Starting from the first line, set down the entire listing exactly.

Start of Excerpted records

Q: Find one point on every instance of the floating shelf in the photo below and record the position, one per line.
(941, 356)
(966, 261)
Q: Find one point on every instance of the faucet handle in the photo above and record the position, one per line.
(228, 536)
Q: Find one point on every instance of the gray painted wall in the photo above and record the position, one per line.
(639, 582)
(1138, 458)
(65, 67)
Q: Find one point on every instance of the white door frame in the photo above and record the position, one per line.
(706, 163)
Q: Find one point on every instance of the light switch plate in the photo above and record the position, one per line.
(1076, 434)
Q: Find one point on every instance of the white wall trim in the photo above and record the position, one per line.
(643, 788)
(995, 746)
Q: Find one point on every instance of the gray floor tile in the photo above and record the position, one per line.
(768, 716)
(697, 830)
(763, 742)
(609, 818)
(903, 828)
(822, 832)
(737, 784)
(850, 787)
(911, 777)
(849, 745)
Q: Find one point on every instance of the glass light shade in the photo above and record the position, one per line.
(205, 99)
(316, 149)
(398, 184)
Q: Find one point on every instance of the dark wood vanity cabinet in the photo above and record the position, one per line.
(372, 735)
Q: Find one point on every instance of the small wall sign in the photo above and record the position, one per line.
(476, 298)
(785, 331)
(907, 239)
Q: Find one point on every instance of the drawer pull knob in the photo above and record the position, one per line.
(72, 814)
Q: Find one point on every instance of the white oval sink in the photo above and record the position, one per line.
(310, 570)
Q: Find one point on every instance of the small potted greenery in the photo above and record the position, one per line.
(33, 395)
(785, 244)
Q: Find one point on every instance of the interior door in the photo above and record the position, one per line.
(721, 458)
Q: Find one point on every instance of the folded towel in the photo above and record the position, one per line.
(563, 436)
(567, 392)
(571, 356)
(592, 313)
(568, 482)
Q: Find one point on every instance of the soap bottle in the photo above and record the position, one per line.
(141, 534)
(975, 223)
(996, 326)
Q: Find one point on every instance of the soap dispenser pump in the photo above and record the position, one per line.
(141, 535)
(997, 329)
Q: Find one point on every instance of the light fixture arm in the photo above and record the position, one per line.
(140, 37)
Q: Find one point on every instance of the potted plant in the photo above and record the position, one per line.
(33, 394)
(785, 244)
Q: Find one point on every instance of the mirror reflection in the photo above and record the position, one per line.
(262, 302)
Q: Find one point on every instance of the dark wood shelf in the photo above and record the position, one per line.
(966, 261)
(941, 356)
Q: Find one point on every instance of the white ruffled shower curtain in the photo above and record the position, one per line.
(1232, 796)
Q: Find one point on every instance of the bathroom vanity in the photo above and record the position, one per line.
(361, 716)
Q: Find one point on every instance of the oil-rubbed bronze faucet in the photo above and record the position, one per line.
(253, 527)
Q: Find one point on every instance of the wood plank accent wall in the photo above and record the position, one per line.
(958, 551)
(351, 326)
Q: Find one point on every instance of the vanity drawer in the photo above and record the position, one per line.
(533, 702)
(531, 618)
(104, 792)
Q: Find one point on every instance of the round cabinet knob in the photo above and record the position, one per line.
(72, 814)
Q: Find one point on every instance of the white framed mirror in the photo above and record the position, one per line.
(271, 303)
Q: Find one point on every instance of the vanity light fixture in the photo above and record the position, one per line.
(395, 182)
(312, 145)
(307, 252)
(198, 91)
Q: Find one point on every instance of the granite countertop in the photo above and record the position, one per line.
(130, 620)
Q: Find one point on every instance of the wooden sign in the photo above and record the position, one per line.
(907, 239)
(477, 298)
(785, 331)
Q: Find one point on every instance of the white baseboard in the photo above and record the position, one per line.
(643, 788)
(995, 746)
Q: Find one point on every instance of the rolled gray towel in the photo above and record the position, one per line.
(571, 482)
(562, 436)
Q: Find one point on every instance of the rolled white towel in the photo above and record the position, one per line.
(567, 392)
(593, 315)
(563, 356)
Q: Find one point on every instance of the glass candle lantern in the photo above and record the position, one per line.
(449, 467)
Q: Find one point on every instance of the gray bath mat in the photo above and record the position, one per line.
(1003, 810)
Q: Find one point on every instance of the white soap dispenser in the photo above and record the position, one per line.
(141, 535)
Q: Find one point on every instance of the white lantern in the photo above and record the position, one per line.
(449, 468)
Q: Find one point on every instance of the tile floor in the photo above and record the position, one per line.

End of Excerpted records

# Exercise result
Q: Find one point on every instance of the floating shelf in the photo below and record the position, one per line.
(941, 356)
(966, 261)
Q: Find one point on every instance of the faucet handle in the photo above and record the position, one per line.
(228, 536)
Q: Find one point on every instance of the gray painted wall in the photo above and record the position, one per line.
(639, 582)
(1138, 458)
(65, 67)
Q: Find one point on every instance of the white door frame in the photo above and record the position, one per line.
(706, 163)
Q: Find one point on every instance of the light switch plate in the photo above and record the position, one per line.
(1076, 434)
Q: Find one point on every instance of the white wall trim in the photo above and record the position, one per line.
(643, 788)
(995, 746)
Q: Find one point on every instance of the gray floor tile in the photo above and record the position, one per line.
(768, 716)
(697, 830)
(763, 742)
(609, 818)
(903, 828)
(822, 832)
(737, 784)
(850, 787)
(911, 777)
(849, 745)
Q: Find one point on every instance of the glass light shade in the photo above and record the position, one per line.
(205, 99)
(316, 149)
(398, 184)
Q: Find one point on every instance of the dark wood vanity cabinet in the photo above and record the position, one per line.
(372, 735)
Q: Find one point on every instance of the small wall sign in the photo above and record the position, one per line.
(476, 298)
(785, 331)
(907, 239)
Q: Find one point on every instance of the drawer pull knob in the photo above and record the position, one per line.
(72, 814)
Q: Find one point on every instance of the white oval sink in the photo above and record the position, one per line.
(310, 570)
Q: Find one point on every instance of the small potted greenery in the photo above and record the position, one per line.
(33, 395)
(785, 244)
Q: Find one point on every instance of the interior door in the photo above and record the position, one per line.
(721, 458)
Q: Find one point on every instance of the folded towel in the photo above and record the position, one per line.
(563, 436)
(567, 392)
(571, 356)
(592, 313)
(568, 482)
Q: Find one point on every instance of the soap bottle in the photo above and record the position, one per line.
(141, 534)
(975, 223)
(996, 326)
Q: Find one point on every instance of the soap dispenser pump in the photo above and record the position, one per line.
(141, 535)
(997, 329)
Q: Find one point on every instance of the light fixture arm in the photo above and record the position, one per line.
(140, 37)
Q: Find one point on every instance of the potted plant in the photo above and record the position, one per line.
(33, 394)
(785, 244)
Q: Find one point on every instance of the mirror reflection in the photo above and record the position, one per line.
(262, 302)
Q: Find one point on every instance of the dark wood shelf in the photo above and record the position, one per line.
(966, 261)
(941, 356)
Q: Find one point on every instance of the white ruffled shower curtain in the photo above and record the position, one per line.
(1232, 796)
Q: Find one point on every instance of the bathroom vanity in the photo above and record the position, one per line.
(361, 716)
Q: Find one point on every instance of the oil-rubbed bronze faucet in the photo above and record the position, one per line.
(253, 527)
Q: Find one point on every instance of the wood plank accent wall in the photo above and record the position, one per line.
(958, 551)
(351, 326)
Q: Find one point on every instance of the vanity drawer in the photo above and record the position, one per line.
(533, 702)
(531, 618)
(104, 792)
Q: Find one point on every instance of the round cabinet knob in the photo above and record the position, one per line.
(72, 814)
Q: Find one point on every instance of the white framed mirror in the photo above and record the position, one per line.
(271, 303)
Q: Find one point on every instance of the vanity light fixture in the photo above and record the position, one per line.
(395, 182)
(312, 145)
(307, 252)
(198, 91)
Q: Find one point on every instance of the granite countertop in the photo above and record the position, one per line.
(130, 620)
Q: Find one point on every instance of the wooden sign in the photo above and record the position, one per line.
(907, 239)
(477, 298)
(785, 331)
Q: Find one point on every instance of the white baseboard in the photo above and record the position, one per line.
(643, 788)
(995, 746)
Q: Find one point on every instance of the rolled gray towel in the photo above and record the position, one per line.
(571, 482)
(562, 436)
Q: Find one point on every instance of the rolled white towel in the photo above and record the position, one per line.
(567, 392)
(593, 315)
(563, 356)
Q: Find one point on every instance of the glass candle lantern in the photo above and record the position, one per line.
(449, 467)
Q: Find one point on every instance of the gray bath mat in the photo above and record the position, one per line.
(1003, 810)
Q: Find one point on every instance of the white soap dispenser in the photo above and record the position, one per line.
(141, 535)
Q: Find one point on every instance of the white lantern in the photo above and record the position, one per line.
(449, 468)
Q: Find one point on every instance of the tile floor in the photo above and record the position, one per line.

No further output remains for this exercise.